## Goal of the exercise:
Output each of the entries exactly, skipping every picture they contain.

Dataset entries:
--- --- ---

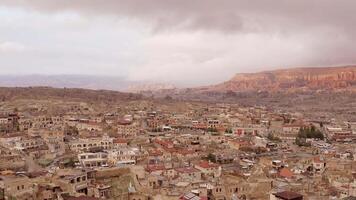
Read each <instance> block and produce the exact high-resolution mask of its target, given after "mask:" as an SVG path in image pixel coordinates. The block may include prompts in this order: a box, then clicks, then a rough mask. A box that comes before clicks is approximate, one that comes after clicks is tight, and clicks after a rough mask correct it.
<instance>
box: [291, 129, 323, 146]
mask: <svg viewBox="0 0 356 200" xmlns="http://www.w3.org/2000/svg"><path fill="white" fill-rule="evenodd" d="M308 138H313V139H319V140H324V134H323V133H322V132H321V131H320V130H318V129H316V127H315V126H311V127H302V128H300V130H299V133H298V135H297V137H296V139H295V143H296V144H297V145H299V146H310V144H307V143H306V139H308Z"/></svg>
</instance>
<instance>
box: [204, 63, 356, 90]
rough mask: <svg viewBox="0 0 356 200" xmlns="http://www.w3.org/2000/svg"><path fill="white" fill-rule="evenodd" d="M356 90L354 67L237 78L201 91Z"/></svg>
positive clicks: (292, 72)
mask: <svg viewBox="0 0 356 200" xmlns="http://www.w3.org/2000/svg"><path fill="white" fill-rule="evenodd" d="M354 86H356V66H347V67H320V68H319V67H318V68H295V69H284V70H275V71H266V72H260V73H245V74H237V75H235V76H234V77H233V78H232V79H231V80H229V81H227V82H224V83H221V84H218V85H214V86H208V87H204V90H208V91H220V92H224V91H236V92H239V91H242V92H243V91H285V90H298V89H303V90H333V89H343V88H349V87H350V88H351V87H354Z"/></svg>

--- --- ---

## Output:
Read each <instance> block and produce the exact high-resolution mask of its target, given after "mask:" as an SVG path in image pixel coordinates. The block may include prompts in this order: a box, then clicks, then a rough mask. A box that comes before clicks is approximate, one that comes after clicks is tight, and clicks after a rough mask correct it.
<instance>
box: [291, 129, 323, 146]
mask: <svg viewBox="0 0 356 200" xmlns="http://www.w3.org/2000/svg"><path fill="white" fill-rule="evenodd" d="M308 138H313V139H319V140H324V134H323V133H322V132H321V131H320V130H318V129H316V127H315V126H311V127H302V128H300V130H299V133H298V135H297V137H296V139H295V143H296V144H297V145H299V146H310V144H307V143H306V139H308Z"/></svg>
</instance>
<instance>
box: [204, 63, 356, 90]
rough mask: <svg viewBox="0 0 356 200" xmlns="http://www.w3.org/2000/svg"><path fill="white" fill-rule="evenodd" d="M356 90L354 67L237 78L201 91Z"/></svg>
positive clicks: (292, 72)
mask: <svg viewBox="0 0 356 200" xmlns="http://www.w3.org/2000/svg"><path fill="white" fill-rule="evenodd" d="M354 86H356V66H347V67H320V68H319V67H318V68H295V69H284V70H275V71H266V72H260V73H245V74H237V75H235V76H234V77H233V78H232V79H231V80H229V81H227V82H224V83H221V84H218V85H214V86H208V87H204V90H208V91H220V92H224V91H236V92H239V91H242V92H243V91H285V90H298V89H303V90H333V89H343V88H349V87H350V88H351V87H354Z"/></svg>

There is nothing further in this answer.